List all the lines in these records that hold "brick".
═══ Task inputs ═══
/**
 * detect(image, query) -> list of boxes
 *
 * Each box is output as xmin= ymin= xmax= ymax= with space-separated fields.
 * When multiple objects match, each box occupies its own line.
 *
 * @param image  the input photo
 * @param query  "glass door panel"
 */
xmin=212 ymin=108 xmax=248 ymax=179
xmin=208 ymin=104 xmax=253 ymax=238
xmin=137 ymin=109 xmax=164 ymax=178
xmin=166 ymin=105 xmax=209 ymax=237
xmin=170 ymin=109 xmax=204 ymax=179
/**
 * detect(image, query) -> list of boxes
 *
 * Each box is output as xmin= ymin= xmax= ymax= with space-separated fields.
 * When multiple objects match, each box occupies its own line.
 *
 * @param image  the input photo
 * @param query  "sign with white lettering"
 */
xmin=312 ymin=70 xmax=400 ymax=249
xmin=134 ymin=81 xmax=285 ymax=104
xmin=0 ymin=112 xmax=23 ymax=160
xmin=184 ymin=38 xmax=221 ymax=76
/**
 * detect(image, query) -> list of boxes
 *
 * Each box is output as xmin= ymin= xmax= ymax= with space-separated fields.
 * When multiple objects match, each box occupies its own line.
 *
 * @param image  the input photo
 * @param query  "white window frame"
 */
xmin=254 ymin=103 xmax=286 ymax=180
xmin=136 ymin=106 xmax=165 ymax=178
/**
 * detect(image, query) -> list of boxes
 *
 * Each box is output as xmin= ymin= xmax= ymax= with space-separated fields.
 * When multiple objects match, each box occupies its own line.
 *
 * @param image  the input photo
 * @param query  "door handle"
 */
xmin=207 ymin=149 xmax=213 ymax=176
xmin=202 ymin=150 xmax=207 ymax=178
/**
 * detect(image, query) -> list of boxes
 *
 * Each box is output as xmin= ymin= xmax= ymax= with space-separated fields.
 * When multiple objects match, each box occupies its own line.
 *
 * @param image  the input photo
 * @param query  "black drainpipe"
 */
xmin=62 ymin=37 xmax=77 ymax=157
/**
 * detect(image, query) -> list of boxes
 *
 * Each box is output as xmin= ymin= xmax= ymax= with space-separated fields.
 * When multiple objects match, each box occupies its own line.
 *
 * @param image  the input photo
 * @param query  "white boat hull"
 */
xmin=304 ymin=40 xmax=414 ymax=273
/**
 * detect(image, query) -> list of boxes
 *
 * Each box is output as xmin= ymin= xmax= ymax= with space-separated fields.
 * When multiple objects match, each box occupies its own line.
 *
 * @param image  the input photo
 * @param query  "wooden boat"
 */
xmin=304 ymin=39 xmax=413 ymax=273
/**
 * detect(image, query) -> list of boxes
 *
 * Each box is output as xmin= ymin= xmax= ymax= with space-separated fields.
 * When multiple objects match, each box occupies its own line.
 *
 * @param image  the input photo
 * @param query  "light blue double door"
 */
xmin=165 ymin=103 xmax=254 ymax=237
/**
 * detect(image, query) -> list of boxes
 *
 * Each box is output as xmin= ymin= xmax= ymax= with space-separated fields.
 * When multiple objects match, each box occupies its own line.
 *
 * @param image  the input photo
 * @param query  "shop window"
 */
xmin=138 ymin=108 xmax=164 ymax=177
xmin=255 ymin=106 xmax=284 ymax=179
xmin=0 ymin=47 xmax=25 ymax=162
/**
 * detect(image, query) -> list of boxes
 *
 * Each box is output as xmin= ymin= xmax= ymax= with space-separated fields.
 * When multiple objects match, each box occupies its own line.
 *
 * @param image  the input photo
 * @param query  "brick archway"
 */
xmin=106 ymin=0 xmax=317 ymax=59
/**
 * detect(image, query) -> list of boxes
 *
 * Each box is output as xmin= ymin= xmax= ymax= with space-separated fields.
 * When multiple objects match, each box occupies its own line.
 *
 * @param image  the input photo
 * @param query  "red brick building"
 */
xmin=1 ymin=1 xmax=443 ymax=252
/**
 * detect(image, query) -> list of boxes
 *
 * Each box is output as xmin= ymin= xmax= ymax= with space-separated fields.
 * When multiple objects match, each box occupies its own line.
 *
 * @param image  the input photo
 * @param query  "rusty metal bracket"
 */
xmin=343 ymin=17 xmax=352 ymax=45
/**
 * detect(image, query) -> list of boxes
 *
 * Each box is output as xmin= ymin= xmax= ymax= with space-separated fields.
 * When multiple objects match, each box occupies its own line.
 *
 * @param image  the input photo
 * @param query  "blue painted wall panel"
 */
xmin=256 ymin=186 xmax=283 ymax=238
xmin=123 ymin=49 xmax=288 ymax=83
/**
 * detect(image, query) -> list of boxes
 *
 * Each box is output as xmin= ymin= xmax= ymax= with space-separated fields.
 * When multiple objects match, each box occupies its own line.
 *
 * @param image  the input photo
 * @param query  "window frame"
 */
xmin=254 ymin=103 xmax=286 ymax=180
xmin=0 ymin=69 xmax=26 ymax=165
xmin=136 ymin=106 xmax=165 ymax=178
═══
▶ Task solution:
 * @param query  "brick archway"
 * @param query  "red brick building"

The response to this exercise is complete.